[SUPPLIED PASSAGE]
The playwright and directors worked with Olana Partnership’s Director of Education Amy Hufnagel. She believes Church was trying to answer these questions during his time at Olana.
With a theater project, we can really go into untold narratives. A site like Olana should never have one story, one official house tour. We should always be adding voices, handing interpretation over to other people. My experience to date has been that amazing things happen when you do that.
STORYHORSE THEATER
The final example also comes from the Hudson Valley. Storyhorse Theater was cofounded by local residents and professional actors Jeremy Davidson and Mary Stuart Masterson, best known for her role in “Some Kind of Wonderful,” a high-school based story. The theater presents dramatic readings of regional stories, performed in venues meaningful to the narrative. All performances are followed by “talkbacks,” where the audience members are invited to join in conversation with the Storyhorse Theater staff, performers, and the invited experts to discuss their own experiences related to the topic. History-related performances include:
THE QUIET EXECUTION OF FRANK L. TEAL
This reading was based on interviews, letters and the investigation into the unsolved murder of surveyor Frank Teal. The production was written by Jeremy Davidson and produced and directed by Mary Stuart Masterson & Jeremy in association with Historic Red Hook. What community does not have a good murder mystery?
[/SUPPLIED PASSAGE]
- **REQUIRED ACTION 1**
In the passage on history theater, what do Storyhorse Theater audience members do in the "talkbacks" after each performance?
- **REQUIRED ACTION 2**
Resume the passage on history theater, picking up right after its final sentence.
[EXTRACTED RECORDS]
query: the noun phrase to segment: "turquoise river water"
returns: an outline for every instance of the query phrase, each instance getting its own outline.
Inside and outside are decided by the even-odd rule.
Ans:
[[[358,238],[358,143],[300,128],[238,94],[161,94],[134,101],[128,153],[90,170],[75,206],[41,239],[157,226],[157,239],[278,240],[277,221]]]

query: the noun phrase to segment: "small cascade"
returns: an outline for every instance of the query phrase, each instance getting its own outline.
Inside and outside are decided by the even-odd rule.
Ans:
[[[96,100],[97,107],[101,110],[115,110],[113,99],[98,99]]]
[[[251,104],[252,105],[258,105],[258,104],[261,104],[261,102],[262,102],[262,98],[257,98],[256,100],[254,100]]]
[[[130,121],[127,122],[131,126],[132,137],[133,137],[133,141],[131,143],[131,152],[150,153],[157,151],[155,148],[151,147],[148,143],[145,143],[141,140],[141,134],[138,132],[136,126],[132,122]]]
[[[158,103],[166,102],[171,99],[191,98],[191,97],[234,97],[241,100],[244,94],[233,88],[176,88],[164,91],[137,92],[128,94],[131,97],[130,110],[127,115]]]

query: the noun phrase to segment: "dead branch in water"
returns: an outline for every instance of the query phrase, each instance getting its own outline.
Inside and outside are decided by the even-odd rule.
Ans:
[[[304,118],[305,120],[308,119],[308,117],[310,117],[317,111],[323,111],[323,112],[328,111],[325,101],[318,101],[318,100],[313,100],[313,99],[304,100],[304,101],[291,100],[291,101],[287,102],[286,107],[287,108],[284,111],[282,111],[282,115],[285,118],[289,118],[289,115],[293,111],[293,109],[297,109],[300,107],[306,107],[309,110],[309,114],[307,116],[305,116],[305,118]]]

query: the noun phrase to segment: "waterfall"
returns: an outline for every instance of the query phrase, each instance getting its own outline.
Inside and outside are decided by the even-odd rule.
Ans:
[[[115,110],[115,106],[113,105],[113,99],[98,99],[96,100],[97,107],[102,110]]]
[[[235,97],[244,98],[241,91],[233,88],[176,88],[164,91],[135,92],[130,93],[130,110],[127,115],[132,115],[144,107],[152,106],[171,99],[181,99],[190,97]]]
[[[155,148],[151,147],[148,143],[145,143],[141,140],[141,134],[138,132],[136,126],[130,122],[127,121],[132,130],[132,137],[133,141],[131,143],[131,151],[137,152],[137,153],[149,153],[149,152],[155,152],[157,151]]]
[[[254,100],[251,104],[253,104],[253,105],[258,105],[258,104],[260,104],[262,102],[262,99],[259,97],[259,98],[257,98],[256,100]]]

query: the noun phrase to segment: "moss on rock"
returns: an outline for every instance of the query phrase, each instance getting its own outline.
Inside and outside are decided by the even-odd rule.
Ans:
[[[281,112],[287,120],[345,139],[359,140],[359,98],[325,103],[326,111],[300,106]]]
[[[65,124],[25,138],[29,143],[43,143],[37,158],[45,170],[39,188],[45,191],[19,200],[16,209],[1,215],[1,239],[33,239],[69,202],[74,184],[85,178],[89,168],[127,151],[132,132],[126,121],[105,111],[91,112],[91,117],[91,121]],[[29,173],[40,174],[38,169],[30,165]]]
[/EXTRACTED RECORDS]
[EXTRACTED RECORDS]
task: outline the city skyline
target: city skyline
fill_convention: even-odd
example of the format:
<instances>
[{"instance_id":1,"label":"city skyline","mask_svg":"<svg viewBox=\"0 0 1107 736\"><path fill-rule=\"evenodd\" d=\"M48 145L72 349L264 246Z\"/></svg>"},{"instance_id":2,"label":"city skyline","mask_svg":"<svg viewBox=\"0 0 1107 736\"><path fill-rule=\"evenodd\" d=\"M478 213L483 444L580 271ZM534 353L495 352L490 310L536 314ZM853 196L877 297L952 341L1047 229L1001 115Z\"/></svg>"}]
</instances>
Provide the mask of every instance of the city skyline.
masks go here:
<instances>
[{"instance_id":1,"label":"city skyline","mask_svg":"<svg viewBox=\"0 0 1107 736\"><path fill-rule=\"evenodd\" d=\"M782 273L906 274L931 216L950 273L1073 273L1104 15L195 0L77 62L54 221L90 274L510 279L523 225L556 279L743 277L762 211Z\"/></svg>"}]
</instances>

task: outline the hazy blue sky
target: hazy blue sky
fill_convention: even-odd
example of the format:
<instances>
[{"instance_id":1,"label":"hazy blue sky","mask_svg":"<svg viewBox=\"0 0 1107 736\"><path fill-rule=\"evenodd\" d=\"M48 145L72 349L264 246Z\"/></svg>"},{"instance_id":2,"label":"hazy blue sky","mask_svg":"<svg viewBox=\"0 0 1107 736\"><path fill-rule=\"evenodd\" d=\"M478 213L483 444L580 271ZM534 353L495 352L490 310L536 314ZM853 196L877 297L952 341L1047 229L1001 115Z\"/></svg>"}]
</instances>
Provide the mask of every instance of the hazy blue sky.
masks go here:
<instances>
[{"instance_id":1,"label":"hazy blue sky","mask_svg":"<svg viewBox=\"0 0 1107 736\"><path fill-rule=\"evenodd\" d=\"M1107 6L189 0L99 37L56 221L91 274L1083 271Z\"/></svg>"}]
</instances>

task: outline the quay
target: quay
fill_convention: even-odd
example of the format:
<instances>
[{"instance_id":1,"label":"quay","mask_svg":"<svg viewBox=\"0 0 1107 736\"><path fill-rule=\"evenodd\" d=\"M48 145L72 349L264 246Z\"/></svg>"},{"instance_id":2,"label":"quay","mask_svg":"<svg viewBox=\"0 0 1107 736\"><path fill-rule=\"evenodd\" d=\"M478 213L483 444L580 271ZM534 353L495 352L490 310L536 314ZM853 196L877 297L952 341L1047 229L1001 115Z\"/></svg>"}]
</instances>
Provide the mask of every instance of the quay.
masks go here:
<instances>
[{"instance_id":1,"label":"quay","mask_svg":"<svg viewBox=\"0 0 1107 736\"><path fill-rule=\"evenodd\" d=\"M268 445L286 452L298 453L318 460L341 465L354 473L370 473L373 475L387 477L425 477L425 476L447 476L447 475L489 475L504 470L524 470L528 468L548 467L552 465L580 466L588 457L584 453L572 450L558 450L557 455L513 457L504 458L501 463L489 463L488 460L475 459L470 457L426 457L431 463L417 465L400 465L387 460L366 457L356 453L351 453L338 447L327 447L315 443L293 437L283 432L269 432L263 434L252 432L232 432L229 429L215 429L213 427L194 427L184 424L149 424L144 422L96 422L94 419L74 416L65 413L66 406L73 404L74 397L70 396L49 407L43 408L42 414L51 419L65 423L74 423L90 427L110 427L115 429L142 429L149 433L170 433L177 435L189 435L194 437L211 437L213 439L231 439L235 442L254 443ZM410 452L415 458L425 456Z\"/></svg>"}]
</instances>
[/EXTRACTED RECORDS]
- **ANSWER BOX 1**
They join the Storyhorse Theater staff, performers, and invited experts in conversation to discuss their own experiences related to the topic.

- **ANSWER BOX 2**
THE KEPT PRIVATE
This performance was based on American Revolutionary War pension application of a 93 year old black farmer from Milan named Andrew Frazier submitted in 1834. Information came from an Earth Science survey of the African American burial grounds in Rhinebeck, historical documents, conversations about race in the communities, and the Rhinebeck Historical Society. One issue was whether he had been a free black entitled to a pension or a slave and not entitled.
According to the Storyhorse Theater website:
We would love to bring our stories to your school, community, church group, or fundraiser.
Please contact us.
It seems to me here is a terrific opportunity for a collaborative effort with high schools following the Brewster High School example of working with a historical society to bring to life the stories of a community. Based on telephone conversation with Jeremy Davidson, Storyhorse Theater would consider a workshop for high school arts/drama/history clubs on how to do this.
In fact, I propose that a workshop for schools and history organizations be held with presentations by Brewster High School/Southeast Museum, Olana, and Storyhorse Theater. The sharing of knowledge of how do create such a performance would help other communities to do the same. Readers of my posts may recall individual Stockbridge Indians reading letters written by their own ancestors at a conference.
I am sure there are other examples of plays that have been performed based on the history of an individual community. If you have one, please share it with me and the history community. Perhaps workshops can be held in other regions and through state and regional organizations to show how local history storytelling can be used through plays and dramatic readings to engage a community audience including high school students.